Data extracted from a collection:
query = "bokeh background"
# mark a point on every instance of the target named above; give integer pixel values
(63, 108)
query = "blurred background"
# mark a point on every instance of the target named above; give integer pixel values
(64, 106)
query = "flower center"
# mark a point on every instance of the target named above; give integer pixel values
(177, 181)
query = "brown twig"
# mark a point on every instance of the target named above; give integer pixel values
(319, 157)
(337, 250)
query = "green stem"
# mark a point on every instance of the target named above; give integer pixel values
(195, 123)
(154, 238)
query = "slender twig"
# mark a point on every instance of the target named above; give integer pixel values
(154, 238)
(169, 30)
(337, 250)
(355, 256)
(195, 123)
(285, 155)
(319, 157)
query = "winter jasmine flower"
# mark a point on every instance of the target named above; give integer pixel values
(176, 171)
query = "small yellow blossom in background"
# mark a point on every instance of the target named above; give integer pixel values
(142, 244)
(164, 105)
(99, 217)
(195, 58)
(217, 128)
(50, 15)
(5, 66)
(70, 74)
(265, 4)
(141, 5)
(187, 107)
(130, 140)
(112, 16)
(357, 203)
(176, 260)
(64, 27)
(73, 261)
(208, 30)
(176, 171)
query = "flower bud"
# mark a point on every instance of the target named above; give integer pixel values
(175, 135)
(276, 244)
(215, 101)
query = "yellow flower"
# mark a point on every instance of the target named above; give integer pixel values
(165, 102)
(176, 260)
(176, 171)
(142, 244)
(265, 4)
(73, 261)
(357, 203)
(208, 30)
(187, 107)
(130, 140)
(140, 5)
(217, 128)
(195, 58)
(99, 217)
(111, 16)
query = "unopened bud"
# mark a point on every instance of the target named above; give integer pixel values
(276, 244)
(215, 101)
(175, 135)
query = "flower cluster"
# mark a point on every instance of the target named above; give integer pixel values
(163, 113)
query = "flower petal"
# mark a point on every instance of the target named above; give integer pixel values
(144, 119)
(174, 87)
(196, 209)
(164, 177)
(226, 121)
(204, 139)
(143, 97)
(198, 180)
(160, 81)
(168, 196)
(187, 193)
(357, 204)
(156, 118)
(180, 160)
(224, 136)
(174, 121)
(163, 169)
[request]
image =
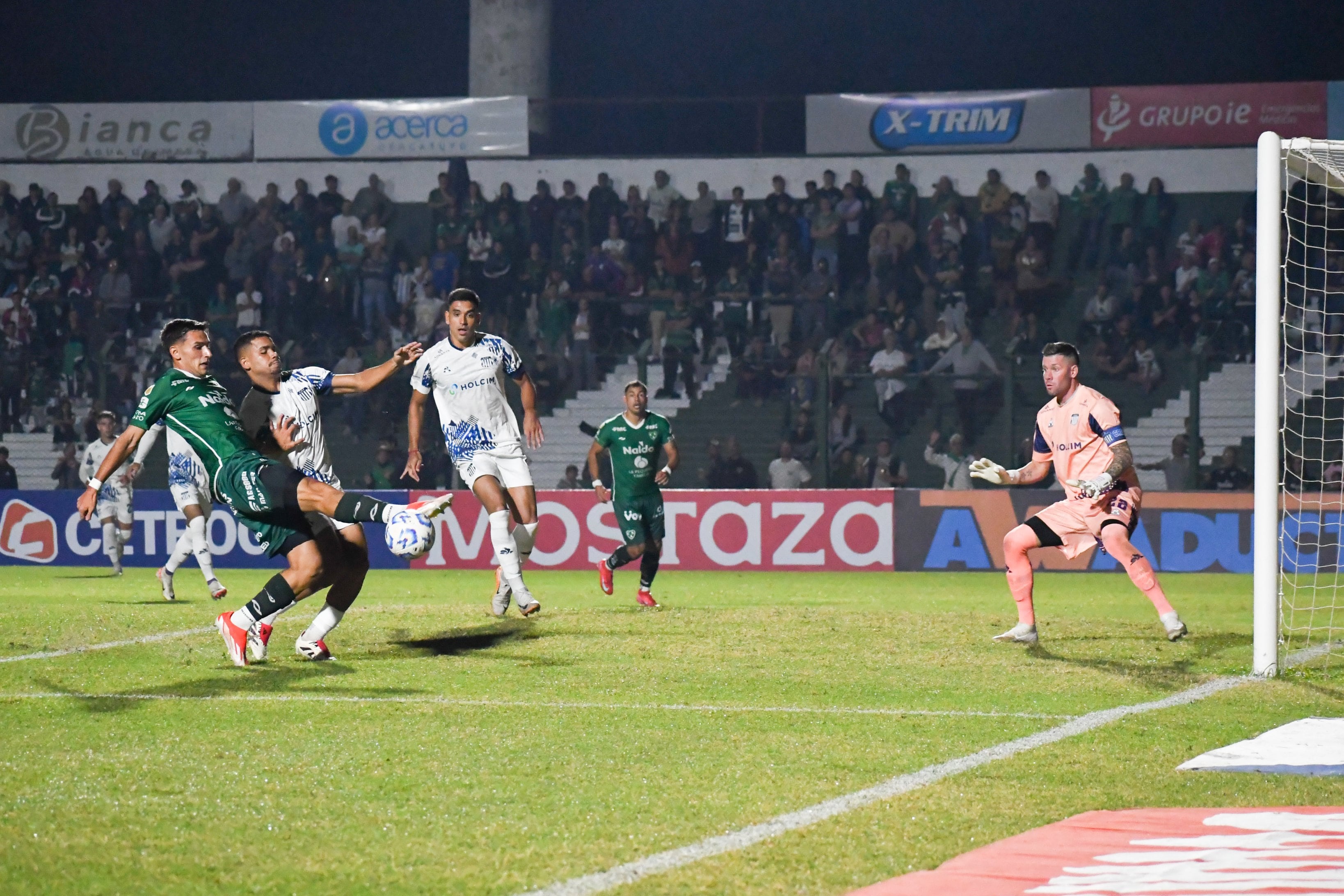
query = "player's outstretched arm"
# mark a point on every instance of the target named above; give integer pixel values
(414, 417)
(374, 377)
(596, 473)
(531, 422)
(117, 455)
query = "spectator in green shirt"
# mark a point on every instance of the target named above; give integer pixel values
(1089, 201)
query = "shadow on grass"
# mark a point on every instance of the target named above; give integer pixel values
(459, 642)
(1164, 676)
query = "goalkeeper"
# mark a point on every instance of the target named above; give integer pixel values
(1078, 430)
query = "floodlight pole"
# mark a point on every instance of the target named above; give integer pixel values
(1268, 324)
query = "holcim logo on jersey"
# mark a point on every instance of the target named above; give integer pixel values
(27, 534)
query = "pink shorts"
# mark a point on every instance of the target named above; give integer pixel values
(1078, 522)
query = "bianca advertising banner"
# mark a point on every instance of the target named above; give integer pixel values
(1206, 114)
(978, 121)
(391, 128)
(126, 132)
(741, 530)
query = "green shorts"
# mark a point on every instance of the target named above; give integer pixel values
(264, 495)
(640, 518)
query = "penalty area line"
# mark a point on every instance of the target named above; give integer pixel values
(737, 840)
(522, 704)
(148, 638)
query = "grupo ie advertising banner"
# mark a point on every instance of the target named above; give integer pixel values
(741, 530)
(1179, 533)
(126, 132)
(1206, 114)
(43, 528)
(391, 128)
(979, 121)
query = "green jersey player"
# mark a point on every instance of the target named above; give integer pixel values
(635, 439)
(269, 498)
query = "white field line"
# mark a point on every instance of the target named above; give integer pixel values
(148, 638)
(733, 841)
(521, 704)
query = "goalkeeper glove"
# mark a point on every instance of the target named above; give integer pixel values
(990, 472)
(1093, 488)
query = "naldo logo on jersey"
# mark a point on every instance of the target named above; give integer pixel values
(929, 121)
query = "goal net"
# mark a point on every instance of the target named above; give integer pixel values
(1308, 202)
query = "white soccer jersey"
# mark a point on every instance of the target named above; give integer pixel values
(468, 389)
(297, 400)
(94, 456)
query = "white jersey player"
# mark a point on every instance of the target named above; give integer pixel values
(288, 400)
(466, 374)
(190, 489)
(113, 508)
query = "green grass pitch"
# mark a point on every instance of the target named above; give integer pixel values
(490, 779)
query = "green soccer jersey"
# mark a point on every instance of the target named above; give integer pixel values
(635, 453)
(199, 410)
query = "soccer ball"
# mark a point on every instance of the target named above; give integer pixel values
(409, 535)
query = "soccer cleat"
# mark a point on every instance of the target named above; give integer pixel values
(166, 581)
(257, 638)
(499, 603)
(430, 508)
(315, 651)
(1021, 633)
(1175, 628)
(235, 638)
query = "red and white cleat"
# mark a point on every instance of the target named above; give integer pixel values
(258, 638)
(235, 638)
(315, 651)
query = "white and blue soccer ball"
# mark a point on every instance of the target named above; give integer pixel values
(409, 535)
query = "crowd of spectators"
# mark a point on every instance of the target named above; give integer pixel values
(886, 289)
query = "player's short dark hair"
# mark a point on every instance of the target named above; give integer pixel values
(248, 339)
(1066, 350)
(463, 295)
(176, 329)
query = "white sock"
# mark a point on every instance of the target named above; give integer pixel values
(525, 537)
(179, 554)
(112, 542)
(323, 624)
(271, 620)
(506, 550)
(201, 547)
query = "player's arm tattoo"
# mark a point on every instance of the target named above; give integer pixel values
(1123, 460)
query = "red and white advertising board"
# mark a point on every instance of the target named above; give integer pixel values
(1151, 852)
(1206, 114)
(741, 530)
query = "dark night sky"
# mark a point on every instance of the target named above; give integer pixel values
(146, 50)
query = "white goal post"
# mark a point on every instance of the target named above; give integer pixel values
(1299, 569)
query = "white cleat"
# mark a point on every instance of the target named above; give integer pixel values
(1021, 633)
(166, 581)
(1175, 628)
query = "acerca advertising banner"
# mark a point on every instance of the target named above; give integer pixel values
(126, 132)
(45, 528)
(742, 530)
(391, 128)
(1179, 533)
(979, 121)
(1206, 114)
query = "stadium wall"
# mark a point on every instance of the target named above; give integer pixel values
(816, 530)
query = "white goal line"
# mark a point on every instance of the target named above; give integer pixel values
(525, 704)
(737, 840)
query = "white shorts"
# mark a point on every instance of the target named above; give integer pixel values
(506, 464)
(115, 501)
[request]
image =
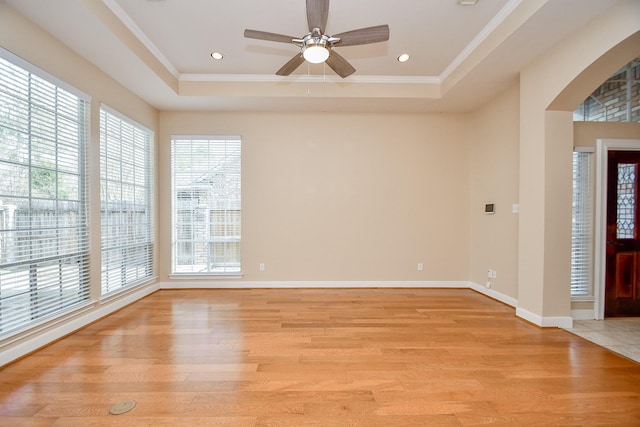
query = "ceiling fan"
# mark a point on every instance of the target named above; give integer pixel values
(317, 47)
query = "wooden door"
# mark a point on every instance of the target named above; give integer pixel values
(622, 286)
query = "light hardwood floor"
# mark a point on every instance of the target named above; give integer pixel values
(332, 357)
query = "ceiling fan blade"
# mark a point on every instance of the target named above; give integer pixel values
(317, 14)
(272, 37)
(379, 33)
(339, 65)
(290, 66)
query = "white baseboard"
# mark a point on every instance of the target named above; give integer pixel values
(588, 314)
(545, 322)
(27, 343)
(239, 284)
(506, 299)
(33, 340)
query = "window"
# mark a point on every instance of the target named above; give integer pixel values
(582, 225)
(205, 173)
(616, 100)
(126, 197)
(44, 236)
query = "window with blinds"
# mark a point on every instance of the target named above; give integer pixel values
(205, 184)
(582, 225)
(126, 196)
(44, 236)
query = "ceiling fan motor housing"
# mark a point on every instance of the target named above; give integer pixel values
(315, 47)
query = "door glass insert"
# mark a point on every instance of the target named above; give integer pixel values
(626, 219)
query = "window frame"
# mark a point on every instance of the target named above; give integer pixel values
(583, 224)
(138, 270)
(221, 170)
(57, 150)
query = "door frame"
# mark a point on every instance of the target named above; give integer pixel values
(600, 265)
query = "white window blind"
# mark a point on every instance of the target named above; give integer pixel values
(126, 195)
(205, 174)
(582, 225)
(44, 240)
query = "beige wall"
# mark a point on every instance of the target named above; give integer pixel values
(493, 151)
(586, 134)
(341, 197)
(29, 42)
(546, 138)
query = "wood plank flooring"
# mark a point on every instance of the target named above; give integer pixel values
(320, 357)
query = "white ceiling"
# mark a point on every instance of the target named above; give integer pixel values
(461, 56)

The problem: Count the lines in the entries above that contain the string "goalkeeper", treating case as significant, and give only the number.

Answer to the task: 2